Objective:
Set out all the items below as one numbered list, one line per number, skipping any blank lines.

Part of a data file
□ □ □

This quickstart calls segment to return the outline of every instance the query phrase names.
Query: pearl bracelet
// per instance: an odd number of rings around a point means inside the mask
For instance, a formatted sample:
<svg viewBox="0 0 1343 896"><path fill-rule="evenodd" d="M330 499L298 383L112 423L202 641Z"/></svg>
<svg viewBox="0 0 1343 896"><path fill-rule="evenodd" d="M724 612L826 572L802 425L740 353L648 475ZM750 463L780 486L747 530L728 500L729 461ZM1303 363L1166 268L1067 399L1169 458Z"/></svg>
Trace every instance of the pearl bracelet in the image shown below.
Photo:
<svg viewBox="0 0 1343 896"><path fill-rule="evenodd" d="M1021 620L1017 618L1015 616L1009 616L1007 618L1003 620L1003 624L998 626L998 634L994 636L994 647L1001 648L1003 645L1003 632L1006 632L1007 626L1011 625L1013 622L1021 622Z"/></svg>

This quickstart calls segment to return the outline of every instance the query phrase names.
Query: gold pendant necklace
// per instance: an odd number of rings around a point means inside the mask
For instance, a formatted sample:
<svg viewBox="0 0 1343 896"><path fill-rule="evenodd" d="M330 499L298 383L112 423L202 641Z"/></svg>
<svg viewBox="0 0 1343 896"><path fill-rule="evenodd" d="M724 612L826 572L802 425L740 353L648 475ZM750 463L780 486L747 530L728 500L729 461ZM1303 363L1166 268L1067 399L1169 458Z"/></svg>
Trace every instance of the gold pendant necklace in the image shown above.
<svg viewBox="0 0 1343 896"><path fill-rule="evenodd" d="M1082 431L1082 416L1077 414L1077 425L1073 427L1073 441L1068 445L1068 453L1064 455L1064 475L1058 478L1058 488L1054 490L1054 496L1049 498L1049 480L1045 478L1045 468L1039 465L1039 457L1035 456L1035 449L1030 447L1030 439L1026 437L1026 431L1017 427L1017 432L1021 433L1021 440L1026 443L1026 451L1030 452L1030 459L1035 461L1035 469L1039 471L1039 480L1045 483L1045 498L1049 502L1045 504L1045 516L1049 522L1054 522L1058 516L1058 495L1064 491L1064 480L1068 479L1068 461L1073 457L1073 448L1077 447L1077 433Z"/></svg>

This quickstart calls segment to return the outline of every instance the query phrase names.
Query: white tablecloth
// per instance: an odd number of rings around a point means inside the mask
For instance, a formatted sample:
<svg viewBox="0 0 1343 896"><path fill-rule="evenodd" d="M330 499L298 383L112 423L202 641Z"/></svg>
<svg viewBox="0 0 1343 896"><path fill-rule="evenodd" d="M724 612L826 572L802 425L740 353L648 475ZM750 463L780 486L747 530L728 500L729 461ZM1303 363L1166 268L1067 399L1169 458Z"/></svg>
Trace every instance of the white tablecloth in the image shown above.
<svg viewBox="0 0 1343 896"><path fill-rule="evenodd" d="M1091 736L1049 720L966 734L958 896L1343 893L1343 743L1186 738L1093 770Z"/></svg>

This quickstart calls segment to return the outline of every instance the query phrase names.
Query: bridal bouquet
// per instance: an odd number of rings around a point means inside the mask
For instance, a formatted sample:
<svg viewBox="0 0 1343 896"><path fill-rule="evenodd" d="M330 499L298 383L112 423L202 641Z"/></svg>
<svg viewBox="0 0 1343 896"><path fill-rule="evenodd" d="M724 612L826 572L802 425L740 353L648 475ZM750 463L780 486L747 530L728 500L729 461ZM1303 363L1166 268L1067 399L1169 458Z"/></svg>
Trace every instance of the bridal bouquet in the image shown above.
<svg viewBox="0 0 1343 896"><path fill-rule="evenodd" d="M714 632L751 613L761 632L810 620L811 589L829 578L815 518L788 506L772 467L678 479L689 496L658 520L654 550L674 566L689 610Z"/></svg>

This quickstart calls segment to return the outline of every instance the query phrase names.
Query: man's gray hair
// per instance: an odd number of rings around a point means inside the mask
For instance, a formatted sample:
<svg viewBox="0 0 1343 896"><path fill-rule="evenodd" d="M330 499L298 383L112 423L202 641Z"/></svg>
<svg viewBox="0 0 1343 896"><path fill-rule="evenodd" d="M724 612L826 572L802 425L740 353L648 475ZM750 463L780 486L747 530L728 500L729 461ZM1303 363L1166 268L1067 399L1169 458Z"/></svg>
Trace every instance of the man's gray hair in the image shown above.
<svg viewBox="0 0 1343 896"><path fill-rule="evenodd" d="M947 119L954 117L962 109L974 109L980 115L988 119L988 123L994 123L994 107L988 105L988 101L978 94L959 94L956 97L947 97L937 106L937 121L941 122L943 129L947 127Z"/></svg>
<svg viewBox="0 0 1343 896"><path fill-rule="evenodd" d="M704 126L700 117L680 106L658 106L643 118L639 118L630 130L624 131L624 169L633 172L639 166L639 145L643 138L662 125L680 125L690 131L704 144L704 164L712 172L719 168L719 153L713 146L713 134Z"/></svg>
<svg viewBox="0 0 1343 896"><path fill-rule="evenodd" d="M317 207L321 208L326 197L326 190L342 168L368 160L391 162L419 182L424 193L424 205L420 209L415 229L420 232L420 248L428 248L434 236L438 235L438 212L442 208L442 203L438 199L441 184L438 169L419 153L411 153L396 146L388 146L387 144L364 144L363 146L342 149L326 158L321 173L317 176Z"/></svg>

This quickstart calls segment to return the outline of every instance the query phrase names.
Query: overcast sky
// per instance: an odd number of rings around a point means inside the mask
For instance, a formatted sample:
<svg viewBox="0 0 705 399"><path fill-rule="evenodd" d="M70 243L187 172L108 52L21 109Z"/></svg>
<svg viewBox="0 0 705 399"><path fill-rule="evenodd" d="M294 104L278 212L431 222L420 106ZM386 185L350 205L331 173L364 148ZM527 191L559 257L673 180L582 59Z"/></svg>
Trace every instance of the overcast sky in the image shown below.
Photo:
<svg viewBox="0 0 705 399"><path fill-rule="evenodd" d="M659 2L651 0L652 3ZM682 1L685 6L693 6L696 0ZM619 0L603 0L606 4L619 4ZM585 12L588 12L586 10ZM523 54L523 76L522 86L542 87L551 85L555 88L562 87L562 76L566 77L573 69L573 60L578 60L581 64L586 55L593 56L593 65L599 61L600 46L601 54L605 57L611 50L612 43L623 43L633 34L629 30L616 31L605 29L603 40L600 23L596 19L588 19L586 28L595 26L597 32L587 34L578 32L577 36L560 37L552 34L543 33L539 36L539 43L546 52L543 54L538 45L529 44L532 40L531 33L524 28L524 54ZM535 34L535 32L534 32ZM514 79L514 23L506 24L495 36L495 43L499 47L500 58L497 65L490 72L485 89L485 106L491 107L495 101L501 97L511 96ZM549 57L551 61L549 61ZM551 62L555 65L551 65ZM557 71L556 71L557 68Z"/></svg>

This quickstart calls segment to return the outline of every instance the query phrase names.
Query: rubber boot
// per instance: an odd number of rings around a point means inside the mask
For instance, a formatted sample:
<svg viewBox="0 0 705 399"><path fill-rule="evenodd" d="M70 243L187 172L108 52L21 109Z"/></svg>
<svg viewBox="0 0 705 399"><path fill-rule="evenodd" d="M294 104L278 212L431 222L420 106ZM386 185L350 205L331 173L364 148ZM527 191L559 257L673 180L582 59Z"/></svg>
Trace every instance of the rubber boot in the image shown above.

□ □ □

Task solution:
1. This quickstart calls segment to return the outline of every instance the query phrase names.
2. Query: pearl bracelet
3. // per instance: an odd number of rings around a point means inside the mask
4. For instance, a formatted sample:
5. <svg viewBox="0 0 1343 896"><path fill-rule="evenodd" d="M330 499L298 383L112 423L202 641Z"/></svg>
6. <svg viewBox="0 0 1343 896"><path fill-rule="evenodd" d="M724 612L826 572L802 425L740 353L648 475ZM750 463L780 486L747 530L728 500L729 461ZM1303 363L1166 268L1067 399L1169 458Z"/></svg>
7. Trace every instance of the pearl bracelet in the image shown below.
8. Photo:
9. <svg viewBox="0 0 1343 896"><path fill-rule="evenodd" d="M1021 620L1017 618L1015 616L1009 616L1007 618L1003 620L1003 624L998 626L998 634L994 636L994 647L1001 648L1003 645L1003 632L1006 632L1007 626L1011 625L1013 622L1021 622Z"/></svg>
10. This quickstart calls segment to return the outline of every instance the query phrase names.
11. Query: gold pendant necklace
12. // per instance: an odd number of rings around a point means inside the mask
13. For instance, a formatted sample:
14. <svg viewBox="0 0 1343 896"><path fill-rule="evenodd" d="M330 499L298 383L112 423L202 641Z"/></svg>
15. <svg viewBox="0 0 1343 896"><path fill-rule="evenodd" d="M724 612L826 572L802 425L740 353L648 475ZM750 463L780 486L747 530L728 500L729 461ZM1303 363L1166 268L1067 399L1169 458Z"/></svg>
16. Trace every instance of the gold pendant necklace in the image shown above.
17. <svg viewBox="0 0 1343 896"><path fill-rule="evenodd" d="M1082 431L1082 416L1077 414L1077 425L1073 427L1073 441L1068 445L1068 453L1064 455L1064 475L1058 478L1058 488L1054 490L1054 496L1049 498L1049 480L1045 478L1045 468L1039 465L1039 457L1035 456L1035 449L1030 447L1030 439L1026 437L1026 431L1017 427L1017 432L1021 433L1021 440L1026 443L1026 451L1030 452L1030 459L1035 461L1035 469L1039 471L1039 480L1045 483L1045 498L1049 502L1045 504L1045 516L1049 522L1054 522L1058 516L1058 495L1064 491L1064 480L1068 479L1068 461L1073 457L1073 448L1077 447L1077 433Z"/></svg>
18. This quickstart calls segment to return the outline of every instance the query phrase names.
19. Query: white tablecloth
20. // per instance: an odd number of rings around a point means inside the mask
21. For instance, a formatted sample:
22. <svg viewBox="0 0 1343 896"><path fill-rule="evenodd" d="M330 499L298 383L112 423L202 641Z"/></svg>
23. <svg viewBox="0 0 1343 896"><path fill-rule="evenodd" d="M724 612L826 572L802 425L740 353L648 475ZM750 463L780 486L747 530L728 500L729 461ZM1303 363L1166 268L1067 399L1169 458Z"/></svg>
24. Trace every instance of the white tablecloth in the image shown above.
25. <svg viewBox="0 0 1343 896"><path fill-rule="evenodd" d="M1091 736L1049 720L966 734L958 896L1343 893L1343 743L1186 738L1093 770Z"/></svg>
26. This quickstart calls segment to return the outline of every instance the query phrase names.
27. Query: bridal bouquet
28. // per instance: an odd number of rings around a point means inside the mask
29. For instance, a formatted sample:
30. <svg viewBox="0 0 1343 896"><path fill-rule="evenodd" d="M330 499L298 383L112 423L202 641Z"/></svg>
31. <svg viewBox="0 0 1343 896"><path fill-rule="evenodd" d="M724 612L826 572L802 425L740 353L648 475ZM750 463L780 486L747 530L728 500L729 461ZM1303 363L1166 268L1067 399L1169 458Z"/></svg>
32. Trace every instance of the bridal bouquet in the image shown above.
33. <svg viewBox="0 0 1343 896"><path fill-rule="evenodd" d="M714 632L751 613L761 632L810 620L811 589L829 578L815 518L788 506L772 467L678 479L689 496L658 520L654 550L674 566L689 610Z"/></svg>
34. This quickstart calls segment to return the outline of every instance the query phrase names.
35. Query: man's gray hair
36. // per instance: an odd number of rings around a point means inside the mask
37. For instance, a formatted sample:
38. <svg viewBox="0 0 1343 896"><path fill-rule="evenodd" d="M330 499L298 383L112 423L202 641Z"/></svg>
39. <svg viewBox="0 0 1343 896"><path fill-rule="evenodd" d="M724 612L826 572L802 425L740 353L648 475ZM750 463L780 486L747 530L728 500L729 461ZM1303 363L1166 268L1067 399L1169 458Z"/></svg>
40. Trace every instance of the man's gray hair in the image shown above.
41. <svg viewBox="0 0 1343 896"><path fill-rule="evenodd" d="M947 119L954 117L962 109L974 109L980 115L988 119L988 123L994 123L994 107L988 105L988 101L978 94L959 94L956 97L947 97L937 106L937 121L941 122L943 129L947 127Z"/></svg>
42. <svg viewBox="0 0 1343 896"><path fill-rule="evenodd" d="M704 126L700 117L680 106L658 106L643 118L639 118L630 130L624 131L624 169L633 172L639 166L639 145L643 138L662 125L680 125L690 131L704 144L704 164L712 172L719 168L719 153L713 146L713 134Z"/></svg>
43. <svg viewBox="0 0 1343 896"><path fill-rule="evenodd" d="M317 207L321 208L326 197L326 190L342 168L368 160L391 162L419 182L424 193L424 205L420 209L415 229L420 232L420 248L428 248L434 236L438 235L438 212L442 208L442 203L438 199L441 184L438 169L419 153L411 153L396 146L388 146L387 144L364 144L363 146L342 149L326 158L321 173L317 176Z"/></svg>
44. This quickstart calls segment to return the outline of every instance the query phrase names.
45. Query: overcast sky
46. // per instance: an odd number of rings around a point means inside the mask
47. For instance, a formatted sample:
48. <svg viewBox="0 0 705 399"><path fill-rule="evenodd" d="M70 243L187 172L108 52L21 109Z"/></svg>
49. <svg viewBox="0 0 705 399"><path fill-rule="evenodd" d="M294 104L278 212L431 222L420 106ZM386 185L350 205L331 173L364 148ZM527 191L559 257L673 180L582 59Z"/></svg>
50. Trace every instance of the overcast sky in the image shown below.
51. Photo:
52. <svg viewBox="0 0 705 399"><path fill-rule="evenodd" d="M659 2L651 0L652 3ZM682 1L685 6L693 6L696 0ZM619 0L603 0L606 4L619 4ZM585 12L588 12L586 10ZM523 54L523 76L522 86L542 87L551 85L555 88L562 87L562 76L566 77L573 69L573 60L578 60L581 64L586 55L593 56L593 65L599 61L600 46L601 54L605 57L611 50L612 43L623 43L633 34L629 30L616 31L605 29L603 40L600 23L596 19L588 19L586 28L595 26L597 32L587 34L578 32L577 36L560 37L552 34L543 33L539 36L539 43L546 52L543 54L538 45L529 44L532 40L531 33L524 28L524 54ZM535 34L535 32L534 32ZM514 79L514 23L506 24L495 36L495 43L499 47L500 58L497 65L490 72L485 89L485 106L491 107L495 101L501 97L511 96ZM549 57L551 61L549 61ZM551 62L555 65L551 65ZM557 71L556 71L557 68Z"/></svg>
53. This quickstart calls segment to return the outline of every instance the query phrase names.
54. Query: rubber boot
55. // per instance: an odd number of rings around a point means inside the mask
56. For instance, a formatted sample:
57. <svg viewBox="0 0 705 399"><path fill-rule="evenodd" d="M70 243L187 172L108 52L21 109Z"/></svg>
58. <svg viewBox="0 0 705 399"><path fill-rule="evenodd" d="M294 104L278 212L431 222L420 106ZM386 185L350 205L331 173L364 148ZM527 191L559 257L673 180L582 59Z"/></svg>
59. Trace every instance of the rubber boot in the image shown above.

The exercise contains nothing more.